Problem →
Return exactly the lines that run from the one with "Query: blue jeans" to the last line of the entries below, both included, and nothing else.

Data excerpts →

--------------------------------

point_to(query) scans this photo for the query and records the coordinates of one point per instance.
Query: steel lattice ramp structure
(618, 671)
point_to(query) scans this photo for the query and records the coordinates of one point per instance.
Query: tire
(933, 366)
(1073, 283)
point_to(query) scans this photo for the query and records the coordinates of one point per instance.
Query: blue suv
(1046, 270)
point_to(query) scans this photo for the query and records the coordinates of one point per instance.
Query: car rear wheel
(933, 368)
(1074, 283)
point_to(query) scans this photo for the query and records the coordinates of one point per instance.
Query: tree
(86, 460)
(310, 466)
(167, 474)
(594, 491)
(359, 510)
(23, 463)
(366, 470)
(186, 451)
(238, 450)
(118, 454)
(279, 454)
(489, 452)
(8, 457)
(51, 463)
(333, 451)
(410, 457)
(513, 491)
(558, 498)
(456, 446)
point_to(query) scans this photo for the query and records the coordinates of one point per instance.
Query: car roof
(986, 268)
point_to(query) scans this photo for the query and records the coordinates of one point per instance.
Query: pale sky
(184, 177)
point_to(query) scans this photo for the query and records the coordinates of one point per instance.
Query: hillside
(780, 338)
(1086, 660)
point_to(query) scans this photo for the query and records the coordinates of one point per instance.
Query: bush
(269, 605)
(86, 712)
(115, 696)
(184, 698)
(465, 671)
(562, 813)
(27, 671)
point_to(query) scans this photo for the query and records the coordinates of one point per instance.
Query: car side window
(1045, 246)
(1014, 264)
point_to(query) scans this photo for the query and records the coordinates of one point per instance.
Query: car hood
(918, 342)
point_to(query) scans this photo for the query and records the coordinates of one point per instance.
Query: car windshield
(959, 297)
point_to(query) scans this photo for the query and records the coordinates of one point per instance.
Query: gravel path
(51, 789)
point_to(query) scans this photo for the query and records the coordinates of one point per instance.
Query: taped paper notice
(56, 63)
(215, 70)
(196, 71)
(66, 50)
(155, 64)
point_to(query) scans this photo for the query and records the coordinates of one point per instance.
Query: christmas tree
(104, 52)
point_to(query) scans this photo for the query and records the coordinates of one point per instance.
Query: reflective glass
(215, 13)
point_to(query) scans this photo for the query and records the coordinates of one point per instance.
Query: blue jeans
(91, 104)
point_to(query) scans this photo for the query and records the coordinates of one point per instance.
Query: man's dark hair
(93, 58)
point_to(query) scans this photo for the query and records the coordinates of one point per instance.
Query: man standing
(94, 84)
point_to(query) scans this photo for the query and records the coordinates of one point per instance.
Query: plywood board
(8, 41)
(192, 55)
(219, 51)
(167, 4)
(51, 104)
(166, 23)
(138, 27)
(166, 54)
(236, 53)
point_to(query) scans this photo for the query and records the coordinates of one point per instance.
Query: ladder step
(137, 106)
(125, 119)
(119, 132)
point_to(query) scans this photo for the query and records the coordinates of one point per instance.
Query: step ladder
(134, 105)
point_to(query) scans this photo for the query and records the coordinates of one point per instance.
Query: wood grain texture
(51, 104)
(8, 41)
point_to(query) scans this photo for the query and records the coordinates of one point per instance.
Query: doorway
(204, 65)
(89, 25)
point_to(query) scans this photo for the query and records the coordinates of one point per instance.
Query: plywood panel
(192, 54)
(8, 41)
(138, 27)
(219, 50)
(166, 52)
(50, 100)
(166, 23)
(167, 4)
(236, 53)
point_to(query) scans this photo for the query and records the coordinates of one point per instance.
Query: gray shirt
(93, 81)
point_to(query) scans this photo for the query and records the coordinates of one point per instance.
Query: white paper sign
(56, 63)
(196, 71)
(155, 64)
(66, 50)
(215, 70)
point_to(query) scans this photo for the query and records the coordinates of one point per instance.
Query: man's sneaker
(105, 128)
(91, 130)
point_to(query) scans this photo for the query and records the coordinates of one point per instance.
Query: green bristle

--------------------------------

Written response →
Query: blue jeans
(91, 104)
point_to(query) scans this photo for the query and records the coordinates of one point per instance.
Query: man's dark hair
(93, 58)
point_to(query) scans this photo for the query and records the coordinates of one point per instance.
Query: man standing
(94, 84)
point_to(query) scans this photo for the query and records the coordinates of one point per instance.
Query: plywood board
(8, 41)
(192, 55)
(219, 51)
(167, 4)
(51, 104)
(166, 23)
(138, 27)
(166, 54)
(236, 53)
point_to(query) scans this photo for the query and records the coordinates of one point per instance.
Query: ladder step
(137, 106)
(125, 119)
(119, 132)
point_to(query) scans this photo for the query and records the coordinates of one point per instance.
Query: step ladder
(134, 105)
point_to(query) scans this photo for the query and records the coordinates of one point per instance.
Query: wood grain texture
(51, 104)
(8, 41)
point_to(query) scans this photo for the query and records the coordinates of one point per instance.
Query: doorway
(204, 65)
(89, 25)
point_to(query) scans this photo for the query and records the coordinates of one point per instance.
Query: plywood panel
(192, 54)
(8, 41)
(138, 27)
(219, 50)
(166, 52)
(50, 100)
(166, 23)
(167, 4)
(236, 53)
point_to(query) scans this photo for the query and records the coordinates of one point per instance.
Query: gray shirt
(93, 81)
point_to(query) scans this photo for the query and records the coordinates of one point per instance.
Query: white paper sign
(56, 63)
(196, 71)
(155, 64)
(66, 50)
(215, 70)
point_to(query) scans this photo for the query and records the coordinates of one point per instance.
Query: man's sneaker
(105, 128)
(91, 130)
point_to(query) scans this photo for the query and records the coordinates of one point per instance.
Query: green bristle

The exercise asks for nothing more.